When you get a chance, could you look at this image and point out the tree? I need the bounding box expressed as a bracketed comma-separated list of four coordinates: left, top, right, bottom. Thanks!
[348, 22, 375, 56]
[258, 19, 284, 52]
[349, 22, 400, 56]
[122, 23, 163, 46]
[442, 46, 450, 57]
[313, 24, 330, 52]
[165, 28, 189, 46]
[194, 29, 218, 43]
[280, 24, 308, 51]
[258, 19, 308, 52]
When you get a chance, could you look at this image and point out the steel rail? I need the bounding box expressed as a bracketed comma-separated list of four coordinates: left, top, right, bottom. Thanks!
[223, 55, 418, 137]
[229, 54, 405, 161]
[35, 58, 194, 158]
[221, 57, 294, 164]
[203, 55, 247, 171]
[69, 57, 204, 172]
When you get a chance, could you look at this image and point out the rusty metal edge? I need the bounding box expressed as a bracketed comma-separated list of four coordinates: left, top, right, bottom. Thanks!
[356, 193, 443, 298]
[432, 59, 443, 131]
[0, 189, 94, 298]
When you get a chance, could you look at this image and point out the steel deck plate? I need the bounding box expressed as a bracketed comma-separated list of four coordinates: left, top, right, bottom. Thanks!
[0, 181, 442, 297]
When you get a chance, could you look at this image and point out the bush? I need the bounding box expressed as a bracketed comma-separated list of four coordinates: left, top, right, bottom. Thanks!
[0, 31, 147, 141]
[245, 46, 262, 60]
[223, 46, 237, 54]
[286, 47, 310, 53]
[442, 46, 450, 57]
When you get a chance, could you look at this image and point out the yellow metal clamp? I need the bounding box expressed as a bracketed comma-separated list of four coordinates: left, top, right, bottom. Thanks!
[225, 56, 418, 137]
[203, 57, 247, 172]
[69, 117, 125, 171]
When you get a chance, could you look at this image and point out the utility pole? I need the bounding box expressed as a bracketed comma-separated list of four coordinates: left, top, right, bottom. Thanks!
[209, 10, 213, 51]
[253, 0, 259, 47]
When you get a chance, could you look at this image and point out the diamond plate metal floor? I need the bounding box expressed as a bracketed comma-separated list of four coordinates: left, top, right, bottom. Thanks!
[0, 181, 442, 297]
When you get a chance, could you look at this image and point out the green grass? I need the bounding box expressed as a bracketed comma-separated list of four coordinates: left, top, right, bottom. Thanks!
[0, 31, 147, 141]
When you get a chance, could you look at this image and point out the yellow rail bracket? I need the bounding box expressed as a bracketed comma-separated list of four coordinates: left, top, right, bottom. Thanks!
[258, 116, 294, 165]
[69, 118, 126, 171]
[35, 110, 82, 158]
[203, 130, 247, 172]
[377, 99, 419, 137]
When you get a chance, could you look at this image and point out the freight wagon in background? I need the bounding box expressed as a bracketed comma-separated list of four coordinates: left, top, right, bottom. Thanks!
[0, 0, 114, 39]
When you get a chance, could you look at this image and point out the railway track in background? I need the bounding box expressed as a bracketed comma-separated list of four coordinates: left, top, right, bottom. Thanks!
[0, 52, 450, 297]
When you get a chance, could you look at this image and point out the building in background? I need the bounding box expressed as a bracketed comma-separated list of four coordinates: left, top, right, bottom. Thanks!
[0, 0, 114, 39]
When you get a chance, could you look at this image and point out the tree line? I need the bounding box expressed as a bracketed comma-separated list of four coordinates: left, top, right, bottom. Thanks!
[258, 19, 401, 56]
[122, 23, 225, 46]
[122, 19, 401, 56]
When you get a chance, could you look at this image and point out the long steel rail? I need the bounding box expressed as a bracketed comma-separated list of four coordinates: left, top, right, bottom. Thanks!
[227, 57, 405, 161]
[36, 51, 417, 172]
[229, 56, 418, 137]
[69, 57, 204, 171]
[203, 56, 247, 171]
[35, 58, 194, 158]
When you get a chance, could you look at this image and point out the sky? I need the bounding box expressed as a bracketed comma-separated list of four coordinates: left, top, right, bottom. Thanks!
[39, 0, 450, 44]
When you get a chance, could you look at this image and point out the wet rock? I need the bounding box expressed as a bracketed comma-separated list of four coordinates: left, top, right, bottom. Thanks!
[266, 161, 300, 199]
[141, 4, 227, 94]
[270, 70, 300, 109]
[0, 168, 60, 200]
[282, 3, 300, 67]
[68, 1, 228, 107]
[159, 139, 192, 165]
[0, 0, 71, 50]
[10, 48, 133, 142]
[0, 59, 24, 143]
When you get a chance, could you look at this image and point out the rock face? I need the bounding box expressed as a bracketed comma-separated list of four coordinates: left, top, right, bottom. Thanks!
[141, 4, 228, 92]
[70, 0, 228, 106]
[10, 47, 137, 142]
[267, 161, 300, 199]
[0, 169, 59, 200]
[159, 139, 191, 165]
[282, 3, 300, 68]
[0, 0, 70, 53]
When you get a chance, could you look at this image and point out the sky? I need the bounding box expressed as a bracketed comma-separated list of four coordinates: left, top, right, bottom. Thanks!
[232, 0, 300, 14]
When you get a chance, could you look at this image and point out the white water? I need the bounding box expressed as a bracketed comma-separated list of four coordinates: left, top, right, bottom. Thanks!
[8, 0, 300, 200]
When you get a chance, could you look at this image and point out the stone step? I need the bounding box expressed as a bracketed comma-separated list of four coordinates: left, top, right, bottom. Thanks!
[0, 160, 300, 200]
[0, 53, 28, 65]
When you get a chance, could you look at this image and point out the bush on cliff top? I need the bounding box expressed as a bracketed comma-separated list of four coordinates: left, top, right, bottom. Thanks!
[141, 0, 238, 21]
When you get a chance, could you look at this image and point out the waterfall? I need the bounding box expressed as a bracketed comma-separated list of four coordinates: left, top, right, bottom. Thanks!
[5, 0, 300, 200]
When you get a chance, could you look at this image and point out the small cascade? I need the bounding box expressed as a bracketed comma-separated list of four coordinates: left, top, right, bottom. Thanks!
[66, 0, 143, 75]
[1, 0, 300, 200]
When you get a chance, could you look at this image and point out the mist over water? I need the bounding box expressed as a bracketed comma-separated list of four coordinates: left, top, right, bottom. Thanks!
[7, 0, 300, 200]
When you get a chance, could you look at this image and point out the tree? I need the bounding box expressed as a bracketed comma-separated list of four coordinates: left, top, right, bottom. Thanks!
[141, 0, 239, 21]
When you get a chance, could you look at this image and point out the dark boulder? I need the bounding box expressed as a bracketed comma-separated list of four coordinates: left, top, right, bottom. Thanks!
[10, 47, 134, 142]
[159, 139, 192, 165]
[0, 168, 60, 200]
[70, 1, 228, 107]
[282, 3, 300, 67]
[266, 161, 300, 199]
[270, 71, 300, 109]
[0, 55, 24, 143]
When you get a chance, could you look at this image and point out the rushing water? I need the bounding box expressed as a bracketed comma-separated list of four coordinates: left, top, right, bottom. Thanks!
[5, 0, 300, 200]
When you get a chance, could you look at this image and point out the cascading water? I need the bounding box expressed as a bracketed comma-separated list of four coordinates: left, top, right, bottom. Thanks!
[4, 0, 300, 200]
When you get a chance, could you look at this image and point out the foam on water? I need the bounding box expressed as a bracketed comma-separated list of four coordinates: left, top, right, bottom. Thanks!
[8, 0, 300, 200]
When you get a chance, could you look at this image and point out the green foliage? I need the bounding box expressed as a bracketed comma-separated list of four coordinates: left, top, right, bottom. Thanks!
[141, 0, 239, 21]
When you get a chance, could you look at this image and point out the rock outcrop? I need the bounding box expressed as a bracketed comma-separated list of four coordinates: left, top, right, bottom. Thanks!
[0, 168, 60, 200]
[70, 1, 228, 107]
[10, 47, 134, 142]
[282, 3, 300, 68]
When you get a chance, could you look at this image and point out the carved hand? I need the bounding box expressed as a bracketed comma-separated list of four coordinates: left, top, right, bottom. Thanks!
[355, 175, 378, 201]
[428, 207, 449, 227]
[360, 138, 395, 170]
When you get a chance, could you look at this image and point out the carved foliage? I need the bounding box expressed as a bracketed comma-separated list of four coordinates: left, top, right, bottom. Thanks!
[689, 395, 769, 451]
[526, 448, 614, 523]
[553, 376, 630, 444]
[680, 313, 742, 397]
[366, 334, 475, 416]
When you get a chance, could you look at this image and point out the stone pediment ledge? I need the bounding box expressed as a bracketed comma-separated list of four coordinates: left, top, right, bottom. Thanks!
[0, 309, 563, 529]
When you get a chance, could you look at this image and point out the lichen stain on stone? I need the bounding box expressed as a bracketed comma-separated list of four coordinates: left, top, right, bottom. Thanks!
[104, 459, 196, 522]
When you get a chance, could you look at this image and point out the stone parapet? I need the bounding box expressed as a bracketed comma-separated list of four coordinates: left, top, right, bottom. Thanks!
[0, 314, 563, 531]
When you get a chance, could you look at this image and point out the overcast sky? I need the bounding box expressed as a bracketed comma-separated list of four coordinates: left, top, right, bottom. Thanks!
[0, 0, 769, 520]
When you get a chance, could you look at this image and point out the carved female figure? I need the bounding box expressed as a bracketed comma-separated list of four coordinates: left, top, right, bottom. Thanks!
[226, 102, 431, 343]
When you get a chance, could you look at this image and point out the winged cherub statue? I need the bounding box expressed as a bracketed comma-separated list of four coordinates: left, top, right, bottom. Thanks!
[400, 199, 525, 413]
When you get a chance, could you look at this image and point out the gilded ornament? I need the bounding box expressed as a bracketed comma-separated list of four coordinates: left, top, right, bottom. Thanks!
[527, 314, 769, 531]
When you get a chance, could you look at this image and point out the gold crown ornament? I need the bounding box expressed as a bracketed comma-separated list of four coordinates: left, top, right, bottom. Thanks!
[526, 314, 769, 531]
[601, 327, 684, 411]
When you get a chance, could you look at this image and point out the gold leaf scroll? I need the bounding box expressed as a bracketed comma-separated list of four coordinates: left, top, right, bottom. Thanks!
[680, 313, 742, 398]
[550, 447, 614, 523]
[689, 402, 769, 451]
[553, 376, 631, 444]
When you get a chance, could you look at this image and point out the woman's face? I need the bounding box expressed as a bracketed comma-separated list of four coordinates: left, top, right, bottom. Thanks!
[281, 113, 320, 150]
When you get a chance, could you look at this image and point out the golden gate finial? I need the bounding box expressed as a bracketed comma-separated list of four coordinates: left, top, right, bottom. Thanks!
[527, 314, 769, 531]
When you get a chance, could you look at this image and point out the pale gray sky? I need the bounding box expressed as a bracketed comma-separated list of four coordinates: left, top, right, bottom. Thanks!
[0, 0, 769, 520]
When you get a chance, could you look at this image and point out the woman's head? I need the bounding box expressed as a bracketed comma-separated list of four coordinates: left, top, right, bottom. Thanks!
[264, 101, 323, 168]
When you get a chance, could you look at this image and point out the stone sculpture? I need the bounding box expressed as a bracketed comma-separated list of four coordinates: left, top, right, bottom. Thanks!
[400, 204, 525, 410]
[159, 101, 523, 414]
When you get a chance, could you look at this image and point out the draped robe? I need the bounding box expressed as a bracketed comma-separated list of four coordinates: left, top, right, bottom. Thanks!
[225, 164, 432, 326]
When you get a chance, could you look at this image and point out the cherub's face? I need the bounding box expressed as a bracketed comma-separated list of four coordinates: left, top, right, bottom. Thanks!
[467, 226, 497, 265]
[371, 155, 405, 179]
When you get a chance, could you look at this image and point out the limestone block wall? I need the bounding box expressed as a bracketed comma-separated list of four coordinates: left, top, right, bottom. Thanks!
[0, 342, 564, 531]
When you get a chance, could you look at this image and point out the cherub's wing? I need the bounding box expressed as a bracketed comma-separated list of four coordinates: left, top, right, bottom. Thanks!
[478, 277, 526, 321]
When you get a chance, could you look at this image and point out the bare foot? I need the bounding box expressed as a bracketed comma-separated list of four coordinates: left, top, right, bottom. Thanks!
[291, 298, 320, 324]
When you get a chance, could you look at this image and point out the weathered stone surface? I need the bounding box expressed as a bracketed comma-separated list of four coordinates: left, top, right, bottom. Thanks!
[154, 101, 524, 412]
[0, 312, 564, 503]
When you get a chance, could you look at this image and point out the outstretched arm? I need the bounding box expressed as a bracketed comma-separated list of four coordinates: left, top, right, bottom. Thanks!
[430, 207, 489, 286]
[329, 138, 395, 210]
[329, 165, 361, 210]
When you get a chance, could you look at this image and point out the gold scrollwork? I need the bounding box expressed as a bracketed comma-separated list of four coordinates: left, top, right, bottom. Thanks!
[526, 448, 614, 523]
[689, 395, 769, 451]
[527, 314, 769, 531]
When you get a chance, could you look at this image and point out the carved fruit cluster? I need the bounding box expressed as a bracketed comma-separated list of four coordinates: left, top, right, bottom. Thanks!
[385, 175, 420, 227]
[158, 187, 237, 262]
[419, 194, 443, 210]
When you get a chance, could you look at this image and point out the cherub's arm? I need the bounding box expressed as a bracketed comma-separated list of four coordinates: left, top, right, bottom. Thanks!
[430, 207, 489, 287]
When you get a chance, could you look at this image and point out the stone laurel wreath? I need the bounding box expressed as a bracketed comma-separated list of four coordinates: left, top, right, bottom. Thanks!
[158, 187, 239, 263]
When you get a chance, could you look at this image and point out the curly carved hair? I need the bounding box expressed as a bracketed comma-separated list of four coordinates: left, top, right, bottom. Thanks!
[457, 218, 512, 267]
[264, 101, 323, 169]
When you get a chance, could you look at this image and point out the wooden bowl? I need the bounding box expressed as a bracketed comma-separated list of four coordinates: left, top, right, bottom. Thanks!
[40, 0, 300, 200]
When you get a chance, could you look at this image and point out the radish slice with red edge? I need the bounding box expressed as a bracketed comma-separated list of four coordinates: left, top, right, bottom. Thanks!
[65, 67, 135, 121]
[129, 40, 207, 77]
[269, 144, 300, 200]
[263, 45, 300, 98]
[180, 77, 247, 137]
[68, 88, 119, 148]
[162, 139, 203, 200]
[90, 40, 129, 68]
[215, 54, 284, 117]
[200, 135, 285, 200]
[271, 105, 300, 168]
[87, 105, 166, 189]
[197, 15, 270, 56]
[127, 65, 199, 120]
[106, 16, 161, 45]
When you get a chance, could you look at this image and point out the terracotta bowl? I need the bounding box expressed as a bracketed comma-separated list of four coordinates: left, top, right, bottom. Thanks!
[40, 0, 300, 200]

------------------------------------------------

- _Short task_: Copy, character for character, everything in the records above from the line containing "the carved fruit" down to the line containing "[419, 194, 443, 210]", including both of those lines.

- _Right answer_:
When you get a chance, could you look at this image and point out the carved fruit cluster? I need the bounding box expressed as a bracketed comma-separated list of four coordinates: left, top, right, bottom. Thanks!
[385, 175, 420, 227]
[158, 187, 237, 262]
[419, 194, 443, 210]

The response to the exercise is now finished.